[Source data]

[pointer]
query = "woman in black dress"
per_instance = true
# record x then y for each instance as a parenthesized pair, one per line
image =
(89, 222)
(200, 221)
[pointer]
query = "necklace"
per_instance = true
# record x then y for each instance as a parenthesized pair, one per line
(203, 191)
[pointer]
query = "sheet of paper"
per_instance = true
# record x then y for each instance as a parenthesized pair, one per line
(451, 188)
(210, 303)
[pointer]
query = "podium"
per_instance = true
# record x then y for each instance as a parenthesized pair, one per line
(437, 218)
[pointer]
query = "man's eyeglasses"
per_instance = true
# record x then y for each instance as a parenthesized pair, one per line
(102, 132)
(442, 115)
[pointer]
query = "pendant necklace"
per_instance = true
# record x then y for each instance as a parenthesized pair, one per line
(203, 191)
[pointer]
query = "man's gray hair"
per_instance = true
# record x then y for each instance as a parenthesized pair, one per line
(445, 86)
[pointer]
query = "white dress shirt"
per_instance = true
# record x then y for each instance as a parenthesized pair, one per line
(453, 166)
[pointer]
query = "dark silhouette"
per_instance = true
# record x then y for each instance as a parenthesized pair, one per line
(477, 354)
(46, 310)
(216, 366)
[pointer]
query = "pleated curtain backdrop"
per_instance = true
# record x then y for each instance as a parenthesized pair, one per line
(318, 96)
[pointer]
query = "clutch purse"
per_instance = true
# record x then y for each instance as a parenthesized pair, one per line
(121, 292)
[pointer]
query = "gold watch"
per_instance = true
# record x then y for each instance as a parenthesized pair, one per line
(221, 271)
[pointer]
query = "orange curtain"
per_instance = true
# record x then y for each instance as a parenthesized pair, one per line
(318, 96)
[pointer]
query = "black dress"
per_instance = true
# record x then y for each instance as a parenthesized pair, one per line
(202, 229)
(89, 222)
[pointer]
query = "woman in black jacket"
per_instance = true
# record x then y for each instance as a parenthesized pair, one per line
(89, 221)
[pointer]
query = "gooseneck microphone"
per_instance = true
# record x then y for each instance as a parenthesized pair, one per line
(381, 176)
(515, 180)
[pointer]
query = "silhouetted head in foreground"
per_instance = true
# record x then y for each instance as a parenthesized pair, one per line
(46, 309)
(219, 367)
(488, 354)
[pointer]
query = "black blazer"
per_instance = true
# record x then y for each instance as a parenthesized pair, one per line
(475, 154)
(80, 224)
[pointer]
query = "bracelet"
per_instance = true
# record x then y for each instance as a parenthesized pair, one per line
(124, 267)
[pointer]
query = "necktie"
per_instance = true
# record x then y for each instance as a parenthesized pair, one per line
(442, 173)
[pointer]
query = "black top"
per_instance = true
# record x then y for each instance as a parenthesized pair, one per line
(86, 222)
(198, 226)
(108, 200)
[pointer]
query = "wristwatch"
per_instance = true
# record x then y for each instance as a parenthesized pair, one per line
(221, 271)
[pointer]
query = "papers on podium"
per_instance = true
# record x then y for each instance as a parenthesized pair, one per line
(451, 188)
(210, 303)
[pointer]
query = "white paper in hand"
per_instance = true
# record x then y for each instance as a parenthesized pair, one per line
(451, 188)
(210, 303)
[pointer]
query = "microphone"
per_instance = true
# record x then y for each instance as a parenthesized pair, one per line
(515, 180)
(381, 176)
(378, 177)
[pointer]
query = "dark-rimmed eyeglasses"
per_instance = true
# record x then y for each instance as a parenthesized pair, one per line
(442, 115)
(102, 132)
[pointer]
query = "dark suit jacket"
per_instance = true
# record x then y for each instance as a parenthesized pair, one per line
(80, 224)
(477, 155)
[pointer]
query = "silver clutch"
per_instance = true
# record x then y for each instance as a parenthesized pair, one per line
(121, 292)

SHORT EXERCISE:
Count the lines in the entries above that contain the string "dress". Respond with the number alone.

ANSWER TO THE EXERCISE:
3